PROVIDED DATA:
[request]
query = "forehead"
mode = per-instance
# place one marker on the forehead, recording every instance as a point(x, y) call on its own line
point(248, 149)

EXERCISE: Pick out each line in the records that contains the string "point".

THE RESULT:
# place one marker on the forehead, recording every instance as a point(x, y) call on its own line
point(248, 149)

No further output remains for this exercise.